• **What to produce**
Copy the lines of the records below word for word, without the pictures.

Pointing records
>> Start

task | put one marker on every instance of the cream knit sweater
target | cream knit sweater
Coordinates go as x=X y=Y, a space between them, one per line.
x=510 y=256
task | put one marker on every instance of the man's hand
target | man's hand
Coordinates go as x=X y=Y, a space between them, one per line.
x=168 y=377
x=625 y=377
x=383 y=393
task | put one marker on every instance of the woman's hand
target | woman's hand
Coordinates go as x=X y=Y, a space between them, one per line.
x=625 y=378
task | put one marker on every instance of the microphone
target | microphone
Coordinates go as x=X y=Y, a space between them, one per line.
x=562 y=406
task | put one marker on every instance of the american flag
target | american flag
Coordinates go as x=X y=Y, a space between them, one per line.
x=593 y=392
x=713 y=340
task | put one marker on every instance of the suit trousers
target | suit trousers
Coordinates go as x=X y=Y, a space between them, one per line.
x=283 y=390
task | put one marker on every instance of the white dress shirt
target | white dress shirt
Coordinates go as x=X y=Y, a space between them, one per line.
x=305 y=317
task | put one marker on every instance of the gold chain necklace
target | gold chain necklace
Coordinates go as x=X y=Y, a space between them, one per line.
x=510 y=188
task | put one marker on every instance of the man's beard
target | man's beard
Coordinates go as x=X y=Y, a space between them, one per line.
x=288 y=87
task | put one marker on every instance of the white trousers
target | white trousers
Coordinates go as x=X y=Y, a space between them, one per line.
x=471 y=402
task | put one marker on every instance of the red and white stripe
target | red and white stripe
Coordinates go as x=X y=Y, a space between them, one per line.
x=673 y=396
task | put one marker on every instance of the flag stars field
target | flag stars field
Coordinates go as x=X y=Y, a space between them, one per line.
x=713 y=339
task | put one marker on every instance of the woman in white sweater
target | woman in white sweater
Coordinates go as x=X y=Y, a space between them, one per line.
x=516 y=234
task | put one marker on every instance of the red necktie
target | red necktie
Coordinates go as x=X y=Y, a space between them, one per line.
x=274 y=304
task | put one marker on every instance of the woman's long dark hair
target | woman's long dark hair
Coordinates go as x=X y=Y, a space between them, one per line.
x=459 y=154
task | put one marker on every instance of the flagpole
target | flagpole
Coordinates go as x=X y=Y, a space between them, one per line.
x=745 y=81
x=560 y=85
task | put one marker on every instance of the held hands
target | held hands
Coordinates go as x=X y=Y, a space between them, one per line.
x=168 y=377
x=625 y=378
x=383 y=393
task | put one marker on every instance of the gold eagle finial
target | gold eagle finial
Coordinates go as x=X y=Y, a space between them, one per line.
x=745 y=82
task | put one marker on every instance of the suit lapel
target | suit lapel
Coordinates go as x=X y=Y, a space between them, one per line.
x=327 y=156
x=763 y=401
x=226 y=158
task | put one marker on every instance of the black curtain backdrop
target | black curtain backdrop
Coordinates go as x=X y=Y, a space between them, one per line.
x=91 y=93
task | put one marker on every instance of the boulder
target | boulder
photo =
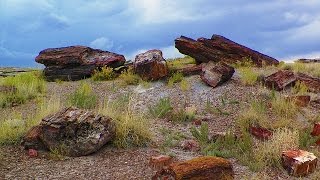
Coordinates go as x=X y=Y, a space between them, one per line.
x=312 y=83
x=216 y=74
x=219 y=48
x=260 y=133
x=298 y=162
x=280 y=80
x=76 y=62
x=205 y=168
x=78 y=132
x=151 y=65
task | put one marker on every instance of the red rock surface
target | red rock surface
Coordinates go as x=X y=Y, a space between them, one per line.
x=298 y=162
x=151 y=65
x=219 y=48
x=312 y=83
x=204 y=168
x=260 y=133
x=280 y=80
x=216 y=74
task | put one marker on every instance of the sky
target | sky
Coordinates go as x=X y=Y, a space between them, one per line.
x=284 y=29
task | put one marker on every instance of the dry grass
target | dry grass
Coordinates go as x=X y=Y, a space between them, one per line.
x=132 y=129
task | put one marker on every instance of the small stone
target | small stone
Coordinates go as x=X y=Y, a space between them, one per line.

>> End

• **Answer to the task**
task | put one marker on every instance of the cream knit sweater
target | cream knit sweater
Coordinates go as x=X y=Y, a space between them, one per line.
x=510 y=256
task | put one marker on every instance of the man's hand
target | man's hand
Coordinates go as x=X y=Y, a space between them, one per line.
x=168 y=377
x=625 y=377
x=383 y=393
task | put one marker on every instance of the woman's hand
target | woman's hand
Coordinates go as x=X y=Y, a space between them, one per line.
x=625 y=378
task | put one marker on every instance of the microphone
target | microphone
Coordinates go as x=X y=Y, a space between them, one per line.
x=562 y=406
task | put one marker on every instance of the american flag
target | american flag
Coordinates go as x=X y=Y, a space between them, one per line.
x=593 y=392
x=713 y=340
task | put one marker on every instance of the suit trousers
target | suit trousers
Coordinates go as x=X y=Y, a space between them, one per line.
x=283 y=390
task | put one marker on every instance of the white dress shirt
target | white dress shirt
Coordinates go as x=X y=Y, a space between them, one per line.
x=305 y=317
task | put one marker on every instance of the gold chain necklace
target | gold chain necklace
Coordinates go as x=X y=Y, a space between them, one per line.
x=510 y=188
task | put one marker on every instance of the man's beard
target | man's beard
Coordinates go as x=X y=Y, a space between them, one per line.
x=288 y=87
task | put one marker on every instance of the white trousers
target | white trousers
Coordinates go as x=X y=Y, a space between them, one per line.
x=471 y=402
task | put one marker on every instance of the red and white stripe
target | red and white stripe
Coordinates go as x=X y=Y, a space between them, one per line.
x=673 y=396
task | put one marker on every instance of the flag stars field
target | flag stars field
Coordinates go as x=X y=Y, a space between them, one per line.
x=713 y=339
task | put one marker on every instance of the woman in white sweater
target | woman in white sweater
Coordinates go as x=X y=Y, a space between them, one per line.
x=516 y=234
task | put one marker on every instance of the red necktie
target | red necktie
Coordinates go as x=X y=Y, a space between them, one per line.
x=274 y=304
task | put one marker on every instance of the woman's long dark hair
target | woman's long dark hair
Coordinates go as x=X y=Y, a space between them, one per line.
x=459 y=154
task | put one marker on every instance of the flagpole
target | flagpole
Coordinates go as x=X y=Y, a space between them, one per line.
x=745 y=81
x=560 y=85
task | put one marker on every instance of the held hands
target | held hands
Coordinates go as x=X y=Y, a space between them, one per line.
x=168 y=377
x=625 y=378
x=383 y=393
task | put one marker on every instance of the gold eagle finial
target | gold eagle finial
Coordinates go as x=X y=Y, a space between them, one per line.
x=745 y=82
task | put one marker on every instance of the suit lapel
target | suit lapel
Coordinates go as x=X y=Y, a space between them, one per line.
x=327 y=156
x=763 y=401
x=226 y=158
task | put one marker on every instance of the black curtain backdrop
target | black curtain backdrop
Coordinates go as x=X y=Y, a space between them, one per line.
x=91 y=93
task | put one marker on every instance of the boulder
target | boulder
photo =
Coordinates go as x=X y=Y, a space between them, one per line.
x=312 y=83
x=216 y=74
x=219 y=48
x=260 y=133
x=298 y=162
x=280 y=80
x=76 y=62
x=205 y=168
x=78 y=132
x=151 y=65
task | put one marker on every instance of the red rock surface
target | red rock surface
Coordinates go as x=X y=Y, a space between them, one per line.
x=298 y=162
x=151 y=65
x=219 y=48
x=312 y=83
x=204 y=168
x=260 y=133
x=280 y=80
x=216 y=74
task | put one marker on every instance of the sky
target | sky
Coordinates go as x=X y=Y, a space between them, one per line.
x=284 y=29
task | put one marker on every instance of the dry grass
target | dry grass
Coordinates go as x=X y=Y, a space between them, one per line.
x=132 y=129
task | put one marker on every instance of the small stone
target | small stone
Coordinates go as x=X y=Y, a space between them, one per line.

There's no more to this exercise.